# 任务目标
从条目的第一行开始逐字照录，到含有“16, 339, 49]]”的那一行为止，首尾两行都要包括。答案里不要放图片。

# 本题数据
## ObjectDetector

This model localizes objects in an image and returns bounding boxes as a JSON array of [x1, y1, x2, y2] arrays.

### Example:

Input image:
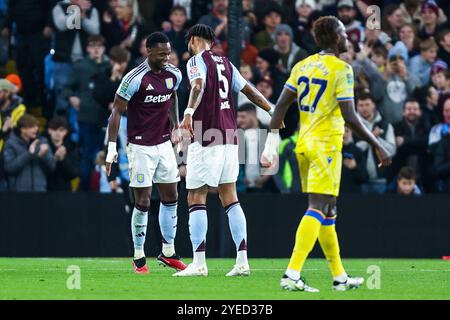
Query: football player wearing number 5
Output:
[[261, 16, 391, 292], [174, 24, 272, 276]]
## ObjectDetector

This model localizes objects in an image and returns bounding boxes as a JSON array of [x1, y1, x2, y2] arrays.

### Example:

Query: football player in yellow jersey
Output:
[[261, 16, 391, 292]]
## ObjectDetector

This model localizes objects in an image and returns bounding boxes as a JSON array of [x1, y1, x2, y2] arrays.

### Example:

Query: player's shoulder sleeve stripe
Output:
[[284, 83, 297, 93], [125, 61, 147, 83]]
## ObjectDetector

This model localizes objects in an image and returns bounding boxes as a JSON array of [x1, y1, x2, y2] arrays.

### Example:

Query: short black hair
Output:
[[397, 167, 416, 180], [186, 23, 216, 44], [146, 32, 169, 48], [47, 116, 70, 130], [403, 97, 420, 108], [238, 103, 256, 112], [313, 16, 339, 49]]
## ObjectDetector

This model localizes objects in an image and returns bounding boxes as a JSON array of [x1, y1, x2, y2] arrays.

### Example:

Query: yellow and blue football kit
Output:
[[285, 54, 354, 280], [285, 54, 354, 196]]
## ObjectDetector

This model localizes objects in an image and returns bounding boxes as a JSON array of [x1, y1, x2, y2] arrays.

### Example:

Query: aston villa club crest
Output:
[[166, 78, 173, 89]]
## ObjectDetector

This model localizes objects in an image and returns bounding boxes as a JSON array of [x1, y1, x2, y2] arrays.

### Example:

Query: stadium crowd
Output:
[[0, 0, 450, 195]]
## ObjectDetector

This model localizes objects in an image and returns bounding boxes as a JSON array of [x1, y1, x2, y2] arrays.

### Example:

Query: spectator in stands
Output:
[[237, 104, 271, 192], [166, 5, 190, 62], [381, 4, 405, 43], [438, 29, 450, 65], [253, 4, 282, 50], [400, 0, 447, 26], [293, 0, 317, 54], [390, 99, 429, 184], [408, 38, 438, 87], [400, 0, 422, 26], [102, 0, 145, 60], [242, 0, 258, 34], [399, 23, 420, 58], [0, 79, 26, 155], [417, 85, 441, 128], [273, 130, 302, 193], [337, 0, 364, 45], [419, 0, 442, 40], [428, 98, 450, 153], [356, 92, 396, 194], [4, 114, 56, 192], [198, 0, 228, 41], [274, 24, 308, 74], [370, 46, 387, 73], [1, 0, 53, 112], [386, 167, 422, 196], [53, 0, 100, 112], [365, 47, 419, 123], [254, 49, 287, 101], [431, 60, 450, 97], [433, 125, 450, 193], [341, 127, 369, 194], [93, 46, 131, 114], [238, 63, 255, 107], [65, 36, 111, 190], [47, 117, 80, 191]]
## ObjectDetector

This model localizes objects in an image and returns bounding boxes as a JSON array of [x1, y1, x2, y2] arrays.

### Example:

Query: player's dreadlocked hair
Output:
[[313, 16, 339, 49], [186, 24, 216, 44], [146, 32, 169, 48]]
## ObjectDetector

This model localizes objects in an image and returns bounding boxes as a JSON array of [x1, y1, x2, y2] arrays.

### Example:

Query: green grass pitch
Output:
[[0, 258, 450, 300]]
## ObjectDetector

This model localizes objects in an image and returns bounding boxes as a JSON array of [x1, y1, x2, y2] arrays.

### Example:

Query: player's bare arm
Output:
[[339, 100, 392, 167], [261, 88, 297, 168], [106, 95, 128, 176], [180, 79, 205, 138], [241, 83, 272, 113], [169, 92, 180, 144]]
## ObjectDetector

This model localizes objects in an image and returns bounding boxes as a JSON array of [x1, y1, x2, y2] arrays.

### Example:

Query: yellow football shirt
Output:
[[285, 54, 354, 153]]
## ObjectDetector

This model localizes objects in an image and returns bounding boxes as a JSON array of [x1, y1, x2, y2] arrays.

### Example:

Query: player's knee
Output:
[[161, 190, 178, 202]]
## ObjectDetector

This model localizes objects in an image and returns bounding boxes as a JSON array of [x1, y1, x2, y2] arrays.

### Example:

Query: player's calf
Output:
[[333, 276, 364, 291]]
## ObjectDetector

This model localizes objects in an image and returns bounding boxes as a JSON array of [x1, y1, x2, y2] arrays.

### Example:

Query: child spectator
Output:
[[47, 117, 80, 191], [408, 39, 438, 87], [386, 167, 422, 196], [4, 114, 56, 192], [165, 5, 189, 62]]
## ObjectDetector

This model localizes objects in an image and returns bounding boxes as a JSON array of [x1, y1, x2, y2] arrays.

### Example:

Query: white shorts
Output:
[[186, 142, 239, 190], [127, 141, 180, 188]]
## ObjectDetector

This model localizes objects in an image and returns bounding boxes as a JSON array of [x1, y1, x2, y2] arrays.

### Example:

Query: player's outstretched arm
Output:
[[169, 91, 180, 143], [241, 83, 273, 115], [339, 100, 392, 167], [106, 95, 128, 176], [261, 88, 297, 168], [180, 78, 205, 138], [270, 88, 297, 129]]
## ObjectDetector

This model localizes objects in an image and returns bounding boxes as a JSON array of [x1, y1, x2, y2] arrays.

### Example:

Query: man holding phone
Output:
[[341, 127, 369, 194]]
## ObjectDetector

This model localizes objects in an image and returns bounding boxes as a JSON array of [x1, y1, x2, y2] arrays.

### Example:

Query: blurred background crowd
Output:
[[0, 0, 450, 195]]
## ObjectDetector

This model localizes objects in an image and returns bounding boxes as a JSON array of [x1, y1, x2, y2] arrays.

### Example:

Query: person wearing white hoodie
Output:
[[356, 92, 396, 194]]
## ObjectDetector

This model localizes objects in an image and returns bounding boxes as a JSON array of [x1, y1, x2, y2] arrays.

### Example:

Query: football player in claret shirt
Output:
[[174, 24, 273, 277], [106, 32, 186, 273]]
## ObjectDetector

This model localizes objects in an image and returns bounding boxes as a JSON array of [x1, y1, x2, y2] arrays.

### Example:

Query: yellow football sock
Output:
[[319, 216, 345, 277], [288, 209, 325, 271]]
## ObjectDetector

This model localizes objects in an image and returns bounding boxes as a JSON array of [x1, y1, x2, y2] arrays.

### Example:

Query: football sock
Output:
[[131, 204, 150, 259], [159, 201, 178, 257], [224, 202, 248, 265], [189, 204, 208, 265], [319, 216, 347, 282], [286, 209, 325, 276]]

# 输出结果
## ObjectDetector

This model localizes objects in an image and returns bounding boxes as a JSON array of [x1, y1, x2, y2] arrays.

### Example:

Input image:
Query: football player wearing number 5
Output:
[[261, 16, 391, 292], [174, 24, 272, 276]]
## ObjectDetector

This model localizes objects in an image and returns bounding boxes as a JSON array of [x1, y1, x2, y2] arrays.

### Example:

Query: football player in yellow jersey
Output:
[[261, 16, 391, 292]]
## ObjectDetector

This model localizes objects in an image and returns bounding boxes as a JSON array of [x1, y1, x2, y2] arrays.

### Example:

Query: player's shoulder sleeve stripe
Output:
[[284, 83, 297, 93], [125, 61, 147, 83]]
## ObjectDetector

This model localizes objects in an image and returns bounding boxes as a JSON array of [x1, y1, x2, y2] arrays.

### Example:

Query: short black hair
Output:
[[397, 167, 416, 180], [186, 23, 216, 44], [146, 32, 169, 48], [47, 116, 70, 130], [403, 97, 420, 108], [238, 103, 256, 112], [313, 16, 339, 49]]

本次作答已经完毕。